• _What you should do_
Copy the lines verbatim, beginning with the line that contains "Draw the outline of every instance of the <item>clear" and continuing through the end of the data, and only those lines.
○ ○ ○ ○ ○
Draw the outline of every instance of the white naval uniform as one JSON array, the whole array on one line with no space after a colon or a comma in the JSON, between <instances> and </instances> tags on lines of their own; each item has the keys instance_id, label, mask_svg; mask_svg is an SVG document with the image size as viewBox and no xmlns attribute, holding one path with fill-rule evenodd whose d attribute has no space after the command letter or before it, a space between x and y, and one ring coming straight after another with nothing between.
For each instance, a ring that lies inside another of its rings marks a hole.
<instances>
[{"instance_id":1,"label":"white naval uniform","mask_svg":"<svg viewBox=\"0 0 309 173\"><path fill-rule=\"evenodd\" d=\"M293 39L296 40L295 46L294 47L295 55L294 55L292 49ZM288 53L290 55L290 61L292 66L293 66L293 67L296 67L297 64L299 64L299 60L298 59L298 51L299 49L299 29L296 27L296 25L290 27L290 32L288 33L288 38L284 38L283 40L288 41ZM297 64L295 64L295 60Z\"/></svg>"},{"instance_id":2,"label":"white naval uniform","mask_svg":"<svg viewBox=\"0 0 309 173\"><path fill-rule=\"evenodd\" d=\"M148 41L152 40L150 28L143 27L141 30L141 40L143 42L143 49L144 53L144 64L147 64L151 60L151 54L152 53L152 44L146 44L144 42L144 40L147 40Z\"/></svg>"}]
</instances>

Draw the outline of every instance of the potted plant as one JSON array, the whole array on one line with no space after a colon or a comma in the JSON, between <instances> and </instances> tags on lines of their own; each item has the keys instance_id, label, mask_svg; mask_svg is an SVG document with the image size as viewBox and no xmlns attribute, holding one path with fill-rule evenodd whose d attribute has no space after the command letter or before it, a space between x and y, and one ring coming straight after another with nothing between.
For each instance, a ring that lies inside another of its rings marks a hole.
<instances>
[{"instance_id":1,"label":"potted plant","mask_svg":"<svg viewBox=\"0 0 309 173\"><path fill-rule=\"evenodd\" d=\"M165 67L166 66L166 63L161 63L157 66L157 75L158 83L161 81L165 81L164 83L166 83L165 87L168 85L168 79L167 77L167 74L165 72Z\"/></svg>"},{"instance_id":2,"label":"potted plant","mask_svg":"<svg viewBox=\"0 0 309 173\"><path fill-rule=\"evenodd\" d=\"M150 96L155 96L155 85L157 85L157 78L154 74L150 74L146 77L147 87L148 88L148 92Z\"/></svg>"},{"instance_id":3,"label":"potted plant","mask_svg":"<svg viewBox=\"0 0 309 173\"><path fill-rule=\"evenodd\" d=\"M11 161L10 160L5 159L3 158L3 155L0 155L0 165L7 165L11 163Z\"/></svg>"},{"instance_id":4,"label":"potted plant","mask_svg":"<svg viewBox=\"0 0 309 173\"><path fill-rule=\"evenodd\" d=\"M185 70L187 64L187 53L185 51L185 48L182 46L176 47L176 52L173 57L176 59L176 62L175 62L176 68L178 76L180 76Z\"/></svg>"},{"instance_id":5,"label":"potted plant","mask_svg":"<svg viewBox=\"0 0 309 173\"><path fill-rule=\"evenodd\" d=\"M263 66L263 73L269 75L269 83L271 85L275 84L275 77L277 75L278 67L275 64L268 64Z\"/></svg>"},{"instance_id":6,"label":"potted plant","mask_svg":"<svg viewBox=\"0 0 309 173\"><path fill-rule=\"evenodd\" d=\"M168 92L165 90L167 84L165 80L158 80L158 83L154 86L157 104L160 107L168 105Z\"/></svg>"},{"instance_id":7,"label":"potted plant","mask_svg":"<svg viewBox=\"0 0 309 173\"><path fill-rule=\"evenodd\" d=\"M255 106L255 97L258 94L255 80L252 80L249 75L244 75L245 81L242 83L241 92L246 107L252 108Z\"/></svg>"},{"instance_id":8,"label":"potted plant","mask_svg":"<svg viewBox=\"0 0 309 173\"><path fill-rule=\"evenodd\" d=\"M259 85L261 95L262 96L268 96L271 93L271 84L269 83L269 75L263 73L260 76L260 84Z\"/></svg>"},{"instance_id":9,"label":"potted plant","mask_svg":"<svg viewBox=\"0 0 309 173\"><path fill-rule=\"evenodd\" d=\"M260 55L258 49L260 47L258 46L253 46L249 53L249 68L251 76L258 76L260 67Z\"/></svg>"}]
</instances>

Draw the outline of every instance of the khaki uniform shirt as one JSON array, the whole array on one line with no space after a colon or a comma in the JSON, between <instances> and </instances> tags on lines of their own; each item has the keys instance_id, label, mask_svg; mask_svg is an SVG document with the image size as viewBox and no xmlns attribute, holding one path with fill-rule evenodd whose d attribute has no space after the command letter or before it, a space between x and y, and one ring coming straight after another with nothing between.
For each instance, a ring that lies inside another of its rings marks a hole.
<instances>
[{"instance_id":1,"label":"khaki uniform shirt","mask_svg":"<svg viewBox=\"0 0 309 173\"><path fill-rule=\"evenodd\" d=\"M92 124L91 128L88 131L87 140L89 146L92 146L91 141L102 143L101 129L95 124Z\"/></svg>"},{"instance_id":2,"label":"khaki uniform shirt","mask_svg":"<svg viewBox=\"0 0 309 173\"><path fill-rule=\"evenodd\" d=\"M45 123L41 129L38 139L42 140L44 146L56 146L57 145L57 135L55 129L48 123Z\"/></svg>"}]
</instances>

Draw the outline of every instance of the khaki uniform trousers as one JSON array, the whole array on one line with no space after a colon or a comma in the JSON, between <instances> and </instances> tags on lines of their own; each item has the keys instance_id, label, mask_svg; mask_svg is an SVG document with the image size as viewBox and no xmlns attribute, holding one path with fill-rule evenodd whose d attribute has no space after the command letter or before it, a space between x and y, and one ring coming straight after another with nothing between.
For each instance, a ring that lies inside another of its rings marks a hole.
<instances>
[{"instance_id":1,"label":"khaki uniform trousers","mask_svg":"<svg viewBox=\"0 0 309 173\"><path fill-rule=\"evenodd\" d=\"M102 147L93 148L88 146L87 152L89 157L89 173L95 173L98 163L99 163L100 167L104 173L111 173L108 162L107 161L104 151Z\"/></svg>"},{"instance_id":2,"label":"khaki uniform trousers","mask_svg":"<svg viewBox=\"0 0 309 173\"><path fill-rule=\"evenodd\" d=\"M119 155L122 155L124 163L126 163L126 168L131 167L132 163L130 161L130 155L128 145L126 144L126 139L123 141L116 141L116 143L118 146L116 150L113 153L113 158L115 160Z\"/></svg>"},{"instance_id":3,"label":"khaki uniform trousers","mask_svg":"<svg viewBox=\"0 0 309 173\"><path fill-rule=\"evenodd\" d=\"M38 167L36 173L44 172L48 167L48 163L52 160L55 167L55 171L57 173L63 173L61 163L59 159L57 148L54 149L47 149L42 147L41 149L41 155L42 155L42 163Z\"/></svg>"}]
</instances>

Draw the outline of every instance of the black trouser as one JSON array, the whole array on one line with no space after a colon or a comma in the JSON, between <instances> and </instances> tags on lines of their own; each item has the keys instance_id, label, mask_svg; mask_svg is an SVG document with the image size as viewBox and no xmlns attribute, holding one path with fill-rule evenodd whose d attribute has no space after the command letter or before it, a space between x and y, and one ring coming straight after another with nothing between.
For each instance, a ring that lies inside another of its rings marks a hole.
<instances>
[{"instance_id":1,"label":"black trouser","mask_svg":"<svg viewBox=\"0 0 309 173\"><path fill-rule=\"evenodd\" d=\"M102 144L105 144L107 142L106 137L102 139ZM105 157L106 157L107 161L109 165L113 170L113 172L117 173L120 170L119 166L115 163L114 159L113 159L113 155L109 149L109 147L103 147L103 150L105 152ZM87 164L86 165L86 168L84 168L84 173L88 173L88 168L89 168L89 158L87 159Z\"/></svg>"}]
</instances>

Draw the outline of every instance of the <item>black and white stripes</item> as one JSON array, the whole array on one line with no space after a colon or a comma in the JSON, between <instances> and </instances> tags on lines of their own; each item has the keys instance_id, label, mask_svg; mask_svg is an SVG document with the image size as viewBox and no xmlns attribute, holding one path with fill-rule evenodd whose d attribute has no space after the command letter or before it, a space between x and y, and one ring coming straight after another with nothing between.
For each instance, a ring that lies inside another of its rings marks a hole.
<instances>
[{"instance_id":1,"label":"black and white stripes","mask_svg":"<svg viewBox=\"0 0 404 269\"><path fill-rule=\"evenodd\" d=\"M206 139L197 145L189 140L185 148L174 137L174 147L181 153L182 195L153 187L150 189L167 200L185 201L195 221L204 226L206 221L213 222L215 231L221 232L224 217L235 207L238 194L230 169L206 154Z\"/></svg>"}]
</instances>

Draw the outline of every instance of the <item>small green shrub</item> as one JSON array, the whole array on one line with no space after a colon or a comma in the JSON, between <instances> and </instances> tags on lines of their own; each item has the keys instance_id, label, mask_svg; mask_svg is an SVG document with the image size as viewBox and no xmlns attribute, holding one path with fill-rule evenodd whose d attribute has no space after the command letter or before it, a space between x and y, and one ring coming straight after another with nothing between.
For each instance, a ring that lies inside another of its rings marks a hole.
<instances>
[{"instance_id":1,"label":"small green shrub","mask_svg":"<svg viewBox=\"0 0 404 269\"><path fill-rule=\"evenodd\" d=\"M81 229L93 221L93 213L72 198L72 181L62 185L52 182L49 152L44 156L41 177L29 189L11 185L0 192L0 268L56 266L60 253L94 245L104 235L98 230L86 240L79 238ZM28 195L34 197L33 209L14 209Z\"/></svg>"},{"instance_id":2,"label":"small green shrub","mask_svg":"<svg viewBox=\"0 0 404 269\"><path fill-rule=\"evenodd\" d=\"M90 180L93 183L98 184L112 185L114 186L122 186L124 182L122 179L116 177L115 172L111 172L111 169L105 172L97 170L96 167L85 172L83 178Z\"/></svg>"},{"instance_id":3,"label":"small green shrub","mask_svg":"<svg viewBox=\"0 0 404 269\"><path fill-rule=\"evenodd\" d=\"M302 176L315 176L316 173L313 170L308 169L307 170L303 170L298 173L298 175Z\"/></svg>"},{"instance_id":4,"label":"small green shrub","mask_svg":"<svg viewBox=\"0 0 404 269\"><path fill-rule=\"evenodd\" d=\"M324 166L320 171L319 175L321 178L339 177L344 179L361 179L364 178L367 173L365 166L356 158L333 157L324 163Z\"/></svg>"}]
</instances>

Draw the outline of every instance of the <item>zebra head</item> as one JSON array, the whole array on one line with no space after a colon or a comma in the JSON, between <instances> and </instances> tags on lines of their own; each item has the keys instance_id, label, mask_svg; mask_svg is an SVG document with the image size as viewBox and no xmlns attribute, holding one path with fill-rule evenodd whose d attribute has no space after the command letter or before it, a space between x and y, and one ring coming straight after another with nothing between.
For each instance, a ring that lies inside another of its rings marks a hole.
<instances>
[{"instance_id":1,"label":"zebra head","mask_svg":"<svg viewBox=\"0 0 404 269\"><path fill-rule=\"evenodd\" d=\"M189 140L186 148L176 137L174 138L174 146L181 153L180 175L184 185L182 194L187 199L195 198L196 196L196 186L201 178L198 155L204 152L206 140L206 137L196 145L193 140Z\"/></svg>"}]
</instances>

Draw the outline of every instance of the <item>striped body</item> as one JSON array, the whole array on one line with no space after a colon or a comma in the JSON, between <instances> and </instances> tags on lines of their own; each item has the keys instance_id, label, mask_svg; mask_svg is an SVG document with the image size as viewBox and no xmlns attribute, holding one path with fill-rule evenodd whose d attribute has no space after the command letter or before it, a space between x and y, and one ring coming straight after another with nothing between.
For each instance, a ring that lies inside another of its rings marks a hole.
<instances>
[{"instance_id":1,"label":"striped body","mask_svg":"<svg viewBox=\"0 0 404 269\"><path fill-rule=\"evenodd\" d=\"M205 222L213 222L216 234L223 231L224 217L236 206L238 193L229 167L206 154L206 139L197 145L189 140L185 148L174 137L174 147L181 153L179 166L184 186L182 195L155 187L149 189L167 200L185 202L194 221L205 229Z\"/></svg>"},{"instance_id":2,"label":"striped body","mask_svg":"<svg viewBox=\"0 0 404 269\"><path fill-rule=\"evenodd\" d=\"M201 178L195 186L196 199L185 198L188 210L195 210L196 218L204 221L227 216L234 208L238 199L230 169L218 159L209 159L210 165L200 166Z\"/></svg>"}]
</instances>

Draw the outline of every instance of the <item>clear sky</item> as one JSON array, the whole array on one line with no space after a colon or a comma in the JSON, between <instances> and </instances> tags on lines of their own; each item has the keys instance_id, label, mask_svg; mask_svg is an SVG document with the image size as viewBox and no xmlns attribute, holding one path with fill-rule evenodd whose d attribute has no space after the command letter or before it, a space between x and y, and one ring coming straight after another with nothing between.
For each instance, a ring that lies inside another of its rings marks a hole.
○ ○ ○ ○ ○
• _Exercise output_
Draw the outline of every instance of the <item>clear sky</item> as one JSON array, the whole array on one line with no space after a colon or a comma in the JSON, between <instances> and </instances> tags on lines of their own; each item has the keys instance_id, label, mask_svg; mask_svg is an SVG document with the image size as viewBox and no xmlns attribute, holding one path with fill-rule evenodd whose d attribute has no space after the command letter or before it, a space between x and y, and one ring coming straight after another with nothing between.
For each instance, a ring that lies inside another of its rings marks a hole.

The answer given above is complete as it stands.